DIRECTIONS FOR THIS TASK
Retype every row below verbatim, leaving the pictures out of your output.

EXTRACTED DATA
################

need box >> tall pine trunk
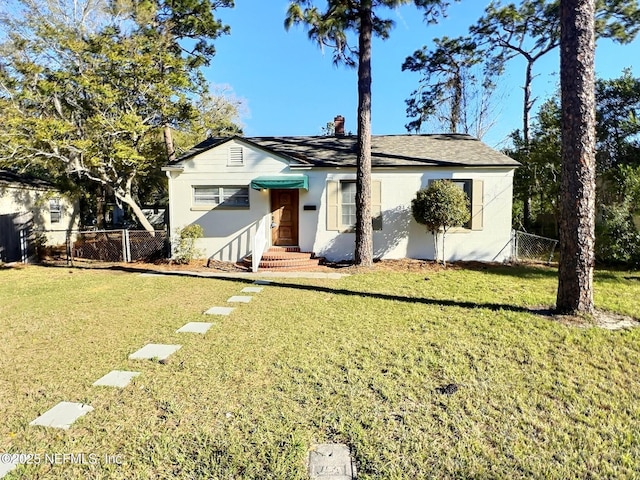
[355,0,373,267]
[556,0,596,313]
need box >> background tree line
[0,0,240,230]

################

FULL ANSWER
need box >> tall pine trunk
[355,0,373,267]
[556,0,596,313]
need box >> background tree line
[0,0,240,230]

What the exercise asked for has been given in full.